Write out the entries, please, from the line containing "like [476, 158]." through their final line, exactly and with nothing else.

____

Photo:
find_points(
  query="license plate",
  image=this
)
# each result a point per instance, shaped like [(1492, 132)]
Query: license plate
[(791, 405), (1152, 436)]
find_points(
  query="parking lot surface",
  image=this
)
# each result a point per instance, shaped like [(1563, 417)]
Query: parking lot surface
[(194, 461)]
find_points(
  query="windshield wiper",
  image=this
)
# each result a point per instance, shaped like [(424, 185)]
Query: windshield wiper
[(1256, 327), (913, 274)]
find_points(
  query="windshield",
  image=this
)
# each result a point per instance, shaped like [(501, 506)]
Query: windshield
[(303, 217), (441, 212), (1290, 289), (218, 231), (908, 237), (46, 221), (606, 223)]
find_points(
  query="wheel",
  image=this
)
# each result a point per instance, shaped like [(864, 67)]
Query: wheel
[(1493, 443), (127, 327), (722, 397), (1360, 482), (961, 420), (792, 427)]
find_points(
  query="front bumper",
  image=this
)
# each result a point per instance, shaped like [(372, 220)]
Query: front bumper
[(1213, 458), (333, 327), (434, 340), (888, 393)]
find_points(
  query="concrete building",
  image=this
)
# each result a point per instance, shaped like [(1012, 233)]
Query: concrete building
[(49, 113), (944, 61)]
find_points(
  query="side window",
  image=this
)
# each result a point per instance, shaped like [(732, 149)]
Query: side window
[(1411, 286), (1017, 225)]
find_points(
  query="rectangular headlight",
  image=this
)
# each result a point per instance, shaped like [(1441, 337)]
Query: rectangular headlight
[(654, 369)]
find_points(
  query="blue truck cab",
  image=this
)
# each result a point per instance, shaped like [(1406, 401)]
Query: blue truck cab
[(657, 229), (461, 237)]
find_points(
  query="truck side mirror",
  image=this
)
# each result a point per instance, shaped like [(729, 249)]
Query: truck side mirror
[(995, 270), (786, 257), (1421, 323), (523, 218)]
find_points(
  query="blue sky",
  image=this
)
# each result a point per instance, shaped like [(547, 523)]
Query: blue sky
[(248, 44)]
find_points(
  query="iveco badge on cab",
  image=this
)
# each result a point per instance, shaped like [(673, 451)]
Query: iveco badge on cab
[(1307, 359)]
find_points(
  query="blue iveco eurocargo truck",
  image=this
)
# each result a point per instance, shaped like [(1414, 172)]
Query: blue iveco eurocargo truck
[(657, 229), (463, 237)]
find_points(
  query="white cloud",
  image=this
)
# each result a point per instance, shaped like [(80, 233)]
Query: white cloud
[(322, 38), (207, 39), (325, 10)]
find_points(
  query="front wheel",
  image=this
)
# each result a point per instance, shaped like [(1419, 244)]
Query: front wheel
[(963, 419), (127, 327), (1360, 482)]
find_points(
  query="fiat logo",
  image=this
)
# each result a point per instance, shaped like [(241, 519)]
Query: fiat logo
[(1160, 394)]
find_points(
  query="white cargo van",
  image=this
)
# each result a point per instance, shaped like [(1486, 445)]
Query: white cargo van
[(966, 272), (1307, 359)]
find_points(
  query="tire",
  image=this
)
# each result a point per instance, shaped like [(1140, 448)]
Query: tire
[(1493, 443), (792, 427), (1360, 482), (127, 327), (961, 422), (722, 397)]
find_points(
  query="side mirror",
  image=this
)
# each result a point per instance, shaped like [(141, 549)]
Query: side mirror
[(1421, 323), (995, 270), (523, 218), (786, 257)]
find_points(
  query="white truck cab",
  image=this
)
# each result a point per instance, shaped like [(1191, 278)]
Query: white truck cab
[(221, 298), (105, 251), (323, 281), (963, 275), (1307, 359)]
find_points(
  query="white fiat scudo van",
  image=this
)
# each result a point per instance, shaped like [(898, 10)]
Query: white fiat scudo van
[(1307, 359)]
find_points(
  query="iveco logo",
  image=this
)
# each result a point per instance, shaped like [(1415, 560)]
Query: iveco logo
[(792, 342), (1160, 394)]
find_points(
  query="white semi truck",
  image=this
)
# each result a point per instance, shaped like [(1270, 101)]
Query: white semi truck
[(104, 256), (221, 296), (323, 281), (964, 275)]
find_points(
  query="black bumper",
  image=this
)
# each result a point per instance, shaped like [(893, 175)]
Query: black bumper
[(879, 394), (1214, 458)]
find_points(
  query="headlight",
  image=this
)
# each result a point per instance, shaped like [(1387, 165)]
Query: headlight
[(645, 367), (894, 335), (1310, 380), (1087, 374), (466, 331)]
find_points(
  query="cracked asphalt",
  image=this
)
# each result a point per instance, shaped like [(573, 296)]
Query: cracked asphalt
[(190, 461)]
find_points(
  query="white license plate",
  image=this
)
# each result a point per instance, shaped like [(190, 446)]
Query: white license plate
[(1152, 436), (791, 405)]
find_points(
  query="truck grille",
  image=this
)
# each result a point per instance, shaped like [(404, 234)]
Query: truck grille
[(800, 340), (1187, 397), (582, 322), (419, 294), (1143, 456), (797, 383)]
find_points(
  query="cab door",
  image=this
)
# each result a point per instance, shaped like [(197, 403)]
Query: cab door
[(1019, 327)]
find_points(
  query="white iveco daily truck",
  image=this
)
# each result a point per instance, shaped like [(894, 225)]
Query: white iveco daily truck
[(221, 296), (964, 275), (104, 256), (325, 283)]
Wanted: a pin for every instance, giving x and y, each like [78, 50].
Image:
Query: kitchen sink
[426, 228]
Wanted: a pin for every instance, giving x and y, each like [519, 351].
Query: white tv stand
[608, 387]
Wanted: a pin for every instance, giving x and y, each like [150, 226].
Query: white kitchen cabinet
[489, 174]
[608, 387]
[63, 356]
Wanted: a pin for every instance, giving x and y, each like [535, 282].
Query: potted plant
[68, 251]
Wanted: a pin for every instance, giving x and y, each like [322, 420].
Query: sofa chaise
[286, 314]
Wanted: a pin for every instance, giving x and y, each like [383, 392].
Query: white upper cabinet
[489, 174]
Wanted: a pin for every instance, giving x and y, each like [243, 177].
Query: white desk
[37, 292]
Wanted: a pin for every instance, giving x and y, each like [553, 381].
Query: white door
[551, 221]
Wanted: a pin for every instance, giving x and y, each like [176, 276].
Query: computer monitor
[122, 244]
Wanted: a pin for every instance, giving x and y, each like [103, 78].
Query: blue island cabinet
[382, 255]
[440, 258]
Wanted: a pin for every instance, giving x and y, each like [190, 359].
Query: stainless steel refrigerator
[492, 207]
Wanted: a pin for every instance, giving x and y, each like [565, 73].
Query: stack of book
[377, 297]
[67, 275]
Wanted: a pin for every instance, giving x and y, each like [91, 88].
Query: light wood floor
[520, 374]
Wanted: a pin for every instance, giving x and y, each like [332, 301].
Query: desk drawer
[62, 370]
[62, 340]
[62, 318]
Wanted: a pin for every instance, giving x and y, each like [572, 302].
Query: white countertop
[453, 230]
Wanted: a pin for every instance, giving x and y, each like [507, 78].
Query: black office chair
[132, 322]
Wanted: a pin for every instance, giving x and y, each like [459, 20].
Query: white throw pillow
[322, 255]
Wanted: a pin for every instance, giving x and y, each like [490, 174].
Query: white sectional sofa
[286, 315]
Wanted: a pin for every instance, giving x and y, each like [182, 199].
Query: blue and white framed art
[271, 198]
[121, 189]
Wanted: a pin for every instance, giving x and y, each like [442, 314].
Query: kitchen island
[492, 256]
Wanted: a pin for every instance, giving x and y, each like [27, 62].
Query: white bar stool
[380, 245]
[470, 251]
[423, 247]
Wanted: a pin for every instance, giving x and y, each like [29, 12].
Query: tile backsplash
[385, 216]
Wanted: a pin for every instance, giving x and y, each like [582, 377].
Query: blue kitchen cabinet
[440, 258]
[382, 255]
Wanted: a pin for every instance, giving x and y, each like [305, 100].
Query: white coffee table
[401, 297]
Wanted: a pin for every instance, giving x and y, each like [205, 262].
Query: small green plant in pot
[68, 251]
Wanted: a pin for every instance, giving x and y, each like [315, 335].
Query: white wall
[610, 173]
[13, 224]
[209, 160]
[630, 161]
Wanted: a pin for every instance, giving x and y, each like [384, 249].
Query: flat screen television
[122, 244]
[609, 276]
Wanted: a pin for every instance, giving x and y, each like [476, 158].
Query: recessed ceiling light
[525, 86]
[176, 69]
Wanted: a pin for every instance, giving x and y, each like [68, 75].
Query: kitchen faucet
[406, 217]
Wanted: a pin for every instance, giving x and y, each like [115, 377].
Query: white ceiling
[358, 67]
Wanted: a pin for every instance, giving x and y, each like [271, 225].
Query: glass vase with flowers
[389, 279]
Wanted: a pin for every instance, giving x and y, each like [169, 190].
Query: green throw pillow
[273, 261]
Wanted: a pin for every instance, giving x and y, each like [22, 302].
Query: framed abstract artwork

____

• **Answer in full**:
Wanted: a pin for every instance, giving x and y, each like [476, 158].
Query: recessed ceiling light
[525, 86]
[176, 69]
Wanted: a pin for every instance, giving x and y, each like [68, 75].
Query: kitchen faucet
[406, 217]
Wanted: a pin for every instance, giving x and y, each like [115, 377].
Query: white ceiling
[358, 67]
Wanted: a pin for every instance, giving x and y, each like [271, 225].
Query: glass vase with flowers
[389, 279]
Wanted: a pin for every instance, giving x and y, each like [169, 190].
Query: green throw pillow
[273, 261]
Wanted: a pin for every instance, giving x and y, each like [22, 302].
Query: framed abstract artwork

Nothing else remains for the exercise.